AIM -
The data below needs to be returned exactly, line for line.

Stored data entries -
******************************

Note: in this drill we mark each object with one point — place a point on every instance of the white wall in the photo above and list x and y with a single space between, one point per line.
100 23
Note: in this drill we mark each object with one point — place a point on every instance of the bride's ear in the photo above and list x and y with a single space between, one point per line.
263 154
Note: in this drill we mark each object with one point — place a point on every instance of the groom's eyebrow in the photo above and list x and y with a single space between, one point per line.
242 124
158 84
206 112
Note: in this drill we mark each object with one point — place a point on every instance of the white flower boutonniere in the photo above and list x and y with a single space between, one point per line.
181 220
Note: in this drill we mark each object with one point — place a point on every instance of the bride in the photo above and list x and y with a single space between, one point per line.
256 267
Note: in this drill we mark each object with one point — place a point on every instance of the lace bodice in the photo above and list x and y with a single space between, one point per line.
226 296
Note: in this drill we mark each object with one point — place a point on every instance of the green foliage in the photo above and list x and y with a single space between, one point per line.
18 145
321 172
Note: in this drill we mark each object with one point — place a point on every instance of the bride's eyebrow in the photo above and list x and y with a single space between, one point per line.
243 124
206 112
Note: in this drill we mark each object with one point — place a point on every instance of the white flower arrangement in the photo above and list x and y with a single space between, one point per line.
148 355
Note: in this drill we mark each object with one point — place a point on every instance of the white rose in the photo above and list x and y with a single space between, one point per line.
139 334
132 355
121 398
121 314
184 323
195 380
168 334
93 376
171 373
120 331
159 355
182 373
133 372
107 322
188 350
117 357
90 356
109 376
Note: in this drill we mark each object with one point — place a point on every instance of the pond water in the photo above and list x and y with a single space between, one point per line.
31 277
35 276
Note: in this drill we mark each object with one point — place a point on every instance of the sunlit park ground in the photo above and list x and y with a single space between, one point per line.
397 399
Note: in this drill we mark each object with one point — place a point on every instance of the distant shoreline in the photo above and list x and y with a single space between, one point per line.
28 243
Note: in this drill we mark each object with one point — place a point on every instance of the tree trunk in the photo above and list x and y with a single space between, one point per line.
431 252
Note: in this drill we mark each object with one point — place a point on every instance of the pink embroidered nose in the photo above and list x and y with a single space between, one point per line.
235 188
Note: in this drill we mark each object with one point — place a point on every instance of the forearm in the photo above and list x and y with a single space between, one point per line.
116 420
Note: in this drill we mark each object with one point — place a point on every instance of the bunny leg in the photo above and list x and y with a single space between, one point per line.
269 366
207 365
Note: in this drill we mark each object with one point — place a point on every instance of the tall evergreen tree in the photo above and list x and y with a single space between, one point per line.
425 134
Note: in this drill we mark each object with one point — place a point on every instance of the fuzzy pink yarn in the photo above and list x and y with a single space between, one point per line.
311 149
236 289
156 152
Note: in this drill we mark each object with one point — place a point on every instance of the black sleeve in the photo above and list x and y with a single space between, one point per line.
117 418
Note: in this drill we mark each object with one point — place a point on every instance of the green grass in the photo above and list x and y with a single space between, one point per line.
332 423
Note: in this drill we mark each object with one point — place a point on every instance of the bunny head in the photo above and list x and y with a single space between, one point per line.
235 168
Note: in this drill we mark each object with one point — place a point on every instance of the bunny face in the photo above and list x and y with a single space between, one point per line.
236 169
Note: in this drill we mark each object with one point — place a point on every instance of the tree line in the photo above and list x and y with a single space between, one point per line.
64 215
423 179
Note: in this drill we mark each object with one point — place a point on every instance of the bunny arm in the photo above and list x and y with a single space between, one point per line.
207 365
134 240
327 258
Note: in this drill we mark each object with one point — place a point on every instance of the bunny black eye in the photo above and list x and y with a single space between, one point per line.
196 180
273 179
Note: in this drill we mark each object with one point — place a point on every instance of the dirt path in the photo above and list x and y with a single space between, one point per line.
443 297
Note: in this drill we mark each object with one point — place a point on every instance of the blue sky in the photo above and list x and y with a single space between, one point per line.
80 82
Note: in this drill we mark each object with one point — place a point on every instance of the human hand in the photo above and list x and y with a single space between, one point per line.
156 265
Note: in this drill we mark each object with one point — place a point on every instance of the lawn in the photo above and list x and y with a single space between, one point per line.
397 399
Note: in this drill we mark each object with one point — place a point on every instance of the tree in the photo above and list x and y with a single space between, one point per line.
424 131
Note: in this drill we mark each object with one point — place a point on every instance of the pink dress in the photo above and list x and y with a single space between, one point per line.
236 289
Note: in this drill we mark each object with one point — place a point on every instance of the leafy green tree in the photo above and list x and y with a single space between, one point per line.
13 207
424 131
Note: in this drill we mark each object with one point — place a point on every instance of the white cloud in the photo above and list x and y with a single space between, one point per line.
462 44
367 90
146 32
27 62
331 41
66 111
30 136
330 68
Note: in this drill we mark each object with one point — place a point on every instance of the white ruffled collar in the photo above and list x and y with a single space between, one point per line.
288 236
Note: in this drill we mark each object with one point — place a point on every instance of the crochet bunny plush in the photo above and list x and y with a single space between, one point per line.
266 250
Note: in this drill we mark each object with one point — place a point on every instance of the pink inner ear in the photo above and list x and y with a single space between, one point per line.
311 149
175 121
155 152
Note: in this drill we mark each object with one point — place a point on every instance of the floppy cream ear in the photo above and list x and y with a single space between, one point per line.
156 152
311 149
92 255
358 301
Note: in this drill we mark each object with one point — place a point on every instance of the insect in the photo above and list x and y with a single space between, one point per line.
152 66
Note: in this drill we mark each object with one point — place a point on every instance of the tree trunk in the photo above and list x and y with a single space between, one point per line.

******************************

RESPONSE TO THIS TASK -
Note: in this drill we mark each object with one point — place a point on every instance of the white wall in the photo above and list x and y with a single space between, one point per line.
100 23
Note: in this drill we mark each object with one point — place a point on every instance of the bride's ear in the photo above and list x and y with a single space between, one point per line.
263 154
Note: in this drill we mark each object with one point — place a point on every instance of the groom's eyebrow in the photo above and list x and y with a single space between, one point per line.
242 124
158 84
206 112
Note: in this drill we mark each object with one point — place a point on every instance of the white flower boutonniere in the photo above and list x and y with a single space between, one point per line.
181 220
Note: in this drill we mark each object with one point — place a point on every instance of the bride in the photo above and list x and y with a single space between, one point per line.
256 267
Note: in this drill we mark each object with one point — place a point on every instance of the lace bodice in the photo above and list x and y with a single space between, one point per line.
226 296
Note: in this drill we mark each object with one point — place a point on every instance of the green foliage in the photo above and list x and y with a single space between, one point per line.
18 145
321 172
Note: in this drill we mark each object with one point — place a point on every instance of the bride's eyebrow in the photo above and list x and y with a single space between, one point per line.
243 124
206 112
Note: in this drill we mark each object with one point — place a point on every instance of the white flower arrangement in the photo above and list x and y with a single space between, one point per line.
148 355
Note: in this drill we mark each object with one point — place a point on every instance of the white rose in the photo above and list x and y with a single space between, one point per line.
139 334
132 355
121 398
121 314
184 323
195 380
168 334
93 376
171 373
120 331
159 355
182 373
133 372
107 322
188 350
117 357
90 356
109 376
Note: in this drill we mark each object with one point — place a point on every instance of the pond water in the photo above and list x and y with a single space between, one point per line.
31 277
35 276
Note: in this drill we mark each object with one point — place a point on every instance of the sunlit park ground in the photo above and list x and y with a single space between, one point per line.
397 399
Note: in this drill we mark each object with one point — place a point on every instance of the distant shoreline in the photo above and list x and y with a single space between, one point per line.
28 243
Note: in this drill we mark each object with one point — place a point on every instance of the tree trunk in the photo above and list x and y with a single space between, one point per line.
431 252
Note: in this drill we mark each object with one point — place a point on every instance of the pink embroidered nose in the photo above and list x and y with a single space between, one point per line.
235 188
Note: in this drill we mark each object with one point — place a point on every instance of the forearm in the photo above and list x and y with a single space between, one point per line.
116 420
Note: in this drill we mark each object with one point — place a point on every instance of the bunny leg in the photo above and list x and y with a single space between, one point per line.
269 366
207 365
Note: in this drill we mark each object with one point — place a point on every instance of the tall evergreen tree in the photo above and list x and y with a single space between, one point per line.
425 134
Note: in this drill we mark each object with one point — place a point on every instance of the fuzzy pink yarn in the photo above and list x and y with a single space between, one point per line.
311 149
236 289
156 152
Note: in this drill we mark each object with one point — place a point on every instance of the black sleeve in the photo above and list x and y with a single space between, one point per line.
117 418
Note: in this drill we mark each object with one point — place a point on every instance of the green grass in the photo above and list x and y with a single space between, one point per line.
332 423
Note: in this drill we mark each object with one point — place a point on every instance of the bunny head in the photo above and list x and y with a single space between, one point per line.
235 168
Note: in this drill we mark each object with one point — place a point on every instance of the bunny face in the photo above and list x and y with a single space between, one point per line.
236 169
Note: in this drill we mark each object with one point — place a point on every instance of the tree line in the photo above and list x and y with a single space between, one point per line.
64 215
423 179
Note: in this drill we mark each object with one point — place a point on every instance of the bunny arm in the photo above and list x and y with a single space between, one point per line.
207 365
134 240
327 258
Note: in this drill we mark each object with one point — place a point on every instance of the bunny black eye in the photo above and list x and y with a single space between, one point per line.
196 180
273 179
Note: in this drill we mark each object with one point — place a point on every instance of the dirt path in the photo above and list x and y with a single space between, one point per line.
443 297
Note: in this drill we mark each object with one point — place a point on every instance of the blue sky in the photo above and list x and y with a single space between, one point per line.
80 82
Note: in this drill we mark each object with one point — place a point on every instance of the human hand in the photo above and list x and y with a single space between, one point per line.
156 265
Note: in this drill we mark each object with one point — place a point on every instance of the lawn in the photo above and list x and y with a single space between, one point per line.
397 399
Note: in this drill we mark each object with one point — place a point on every instance of the tree in the photo above and list x and y with a single space between, one point per line.
424 131
Note: in this drill we mark each object with one point — place a point on every instance of the pink dress in the photo above and list x and y with a single space between, one point per line.
236 289
Note: in this drill we mark each object with one point — place a point on every instance of the leafy green tree in the photo above and list x and y with a single space between, one point per line.
13 207
424 131
Note: in this drill we mark each object with one point — place a point on every instance of the white cloud in the photo above and list x and y with a single space between, one point per line.
462 44
367 90
146 32
27 62
331 41
66 111
30 136
330 68
Note: in this drill we mark each object with one point — place a point on every instance of the white ruffled collar in the photo above and list x and y with a single space between, one point per line.
288 236
Note: in this drill we mark each object with one point — place a point on every instance of the crochet bunny plush in the photo above and list x and y with a single space between, one point per line.
266 250
Note: in this drill we mark each object with one point — place a point on every instance of the pink inner ear in the photo above and list x and y with a single space between, one point per line.
311 149
175 121
155 152
Note: in this drill we mark each object with one point — place a point on every instance of the floppy cream ear in the photo above and list x and y with a single space between, one point per line.
156 152
311 149
92 255
358 301
Note: in this drill we mark each object with one point — place a point on every instance of the insect in the photo above and list x and y with a single space between, one point per line.
152 66
Note: in this drill we mark each object with one point — place a point on every instance of the tree trunk in the photo above and list x and y with a single space between, one point per line.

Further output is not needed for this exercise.